WORK ITEM = Transcribe each record as written.

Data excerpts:

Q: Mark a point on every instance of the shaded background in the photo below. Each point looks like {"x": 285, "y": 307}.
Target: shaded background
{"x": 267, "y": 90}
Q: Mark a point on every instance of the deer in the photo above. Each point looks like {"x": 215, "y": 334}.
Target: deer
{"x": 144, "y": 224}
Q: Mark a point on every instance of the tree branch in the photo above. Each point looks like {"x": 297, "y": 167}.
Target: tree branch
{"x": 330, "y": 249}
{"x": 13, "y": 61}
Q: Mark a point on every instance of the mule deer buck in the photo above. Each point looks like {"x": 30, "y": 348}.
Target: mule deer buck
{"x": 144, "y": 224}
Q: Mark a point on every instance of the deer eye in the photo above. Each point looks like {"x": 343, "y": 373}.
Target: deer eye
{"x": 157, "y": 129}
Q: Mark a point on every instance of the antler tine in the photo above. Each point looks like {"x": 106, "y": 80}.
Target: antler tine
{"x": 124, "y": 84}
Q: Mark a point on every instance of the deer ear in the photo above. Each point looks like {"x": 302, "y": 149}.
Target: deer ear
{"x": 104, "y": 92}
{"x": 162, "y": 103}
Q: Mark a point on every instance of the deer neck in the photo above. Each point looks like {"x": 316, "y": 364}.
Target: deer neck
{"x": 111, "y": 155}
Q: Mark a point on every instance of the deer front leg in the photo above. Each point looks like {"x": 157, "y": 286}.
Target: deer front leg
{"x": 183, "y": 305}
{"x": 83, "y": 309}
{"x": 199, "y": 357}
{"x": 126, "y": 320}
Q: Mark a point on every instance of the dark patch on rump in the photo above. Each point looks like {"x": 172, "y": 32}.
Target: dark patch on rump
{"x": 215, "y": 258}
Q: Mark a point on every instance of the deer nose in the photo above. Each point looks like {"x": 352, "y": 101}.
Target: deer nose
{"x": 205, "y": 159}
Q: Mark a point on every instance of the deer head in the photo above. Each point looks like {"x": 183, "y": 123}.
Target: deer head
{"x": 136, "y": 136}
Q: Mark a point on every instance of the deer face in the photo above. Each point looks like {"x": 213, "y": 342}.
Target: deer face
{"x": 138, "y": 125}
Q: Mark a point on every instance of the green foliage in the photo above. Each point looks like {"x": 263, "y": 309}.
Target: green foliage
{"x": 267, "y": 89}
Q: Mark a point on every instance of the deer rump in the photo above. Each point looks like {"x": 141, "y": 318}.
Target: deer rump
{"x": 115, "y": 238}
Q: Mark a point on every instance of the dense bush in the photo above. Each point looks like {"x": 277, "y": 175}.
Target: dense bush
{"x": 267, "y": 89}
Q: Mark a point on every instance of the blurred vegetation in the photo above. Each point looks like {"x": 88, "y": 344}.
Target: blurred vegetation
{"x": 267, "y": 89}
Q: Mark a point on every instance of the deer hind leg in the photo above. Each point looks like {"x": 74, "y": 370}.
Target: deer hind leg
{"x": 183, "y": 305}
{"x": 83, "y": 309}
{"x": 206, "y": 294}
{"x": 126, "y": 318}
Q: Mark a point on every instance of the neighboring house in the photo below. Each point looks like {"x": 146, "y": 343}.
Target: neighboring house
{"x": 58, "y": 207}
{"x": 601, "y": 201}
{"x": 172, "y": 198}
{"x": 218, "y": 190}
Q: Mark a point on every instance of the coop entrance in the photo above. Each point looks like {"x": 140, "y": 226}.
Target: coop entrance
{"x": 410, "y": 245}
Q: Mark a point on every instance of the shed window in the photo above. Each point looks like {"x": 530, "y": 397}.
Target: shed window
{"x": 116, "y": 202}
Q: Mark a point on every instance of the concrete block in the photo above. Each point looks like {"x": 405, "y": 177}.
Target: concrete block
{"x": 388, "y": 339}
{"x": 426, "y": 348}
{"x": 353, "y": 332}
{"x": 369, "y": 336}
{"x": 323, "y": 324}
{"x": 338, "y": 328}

ANSWER TO THIS TASK =
Q: Mark a point on every instance of the shaded background in the photo below. Each point looks like {"x": 285, "y": 307}.
Target: shaded background
{"x": 267, "y": 90}
Q: Mark a point on every instance of the deer in the photo above. Each point looks like {"x": 215, "y": 334}.
Target: deer
{"x": 144, "y": 224}
Q: Mark a point on every instance of the tree branch in the photo above. Each point looks like {"x": 297, "y": 167}.
Target: tree branch
{"x": 330, "y": 249}
{"x": 13, "y": 61}
Q: Mark a point on every instance of the mule deer buck in the photo above. Each point looks like {"x": 30, "y": 348}.
Target: mule deer buck
{"x": 144, "y": 224}
Q: Mark a point on every instance of the deer eye in the photo above. Each point looks like {"x": 343, "y": 373}.
Target: deer eye
{"x": 157, "y": 129}
Q: Mark a point on every instance of the antler tine in the photo above. Each point looks like {"x": 106, "y": 80}.
Target: antler tine
{"x": 124, "y": 84}
Q: Mark a point on every instance of the deer ear in the photo above. Each point looks like {"x": 302, "y": 149}.
Target: deer ear
{"x": 104, "y": 92}
{"x": 162, "y": 103}
Q: Mark a point on every instance of the deer neck in the photo above. Each point looks like {"x": 316, "y": 364}.
Target: deer neck
{"x": 111, "y": 155}
Q: Mark a point on every instance of the deer front leg in the photo above. Each point looks like {"x": 157, "y": 286}.
Target: deer front leg
{"x": 183, "y": 305}
{"x": 83, "y": 309}
{"x": 199, "y": 357}
{"x": 126, "y": 320}
Q: Mark a point on every instance of the dark patch on rump in the photo above. Each point looks like {"x": 172, "y": 32}.
Target: dark patch on rump
{"x": 215, "y": 258}
Q: Mark a point on every instance of the deer nose in the photo above. Each point looks like {"x": 352, "y": 101}.
Target: deer nose
{"x": 205, "y": 159}
Q: Mark a point on every instance of the deer head in the photo above. Each point looks like {"x": 183, "y": 123}.
Target: deer head
{"x": 136, "y": 136}
Q: Mark a point on every instance of the deer face in the photo above. Each point looks like {"x": 213, "y": 342}.
Target: deer face
{"x": 138, "y": 125}
Q: Mark a point on every instance of the green foliage in the photo above. Each point looks like {"x": 263, "y": 309}.
Target: green foliage
{"x": 267, "y": 89}
Q: Mark a point on every instance of the deer rump in the photo above. Each point looks like {"x": 141, "y": 318}.
Target: deer rump
{"x": 115, "y": 238}
Q: Mark a point on every instance of the dense bush in the photo above. Each point looks like {"x": 277, "y": 175}.
Target: dense bush
{"x": 267, "y": 89}
Q: Mark a point on every instance of the blurred vegetation in the photo above. Each point looks like {"x": 88, "y": 344}.
Target: blurred vegetation
{"x": 267, "y": 89}
Q: Mark a point on every instance of the deer hind leg in the photo above. Each point looks like {"x": 74, "y": 370}.
Target: deer hind leg
{"x": 183, "y": 305}
{"x": 83, "y": 309}
{"x": 206, "y": 294}
{"x": 126, "y": 318}
Q: Mark a point on every instance of the neighboring house in the photo below. Each point looks like {"x": 146, "y": 343}.
Target: neighboring house
{"x": 58, "y": 207}
{"x": 601, "y": 201}
{"x": 172, "y": 198}
{"x": 218, "y": 190}
Q: Mark a point on every instance of the coop entrance in the photo above. Each point looks like {"x": 140, "y": 226}.
Target: coop entrance
{"x": 410, "y": 245}
Q: Mark a point on every instance of the shed window in the photo above. Each point looks like {"x": 530, "y": 397}.
Target: shed window
{"x": 116, "y": 202}
Q: Mark a point on every instance of the concrete block in the photo above. Each point looks like {"x": 405, "y": 177}.
Target: concrete block
{"x": 388, "y": 339}
{"x": 426, "y": 348}
{"x": 353, "y": 332}
{"x": 369, "y": 336}
{"x": 323, "y": 324}
{"x": 338, "y": 328}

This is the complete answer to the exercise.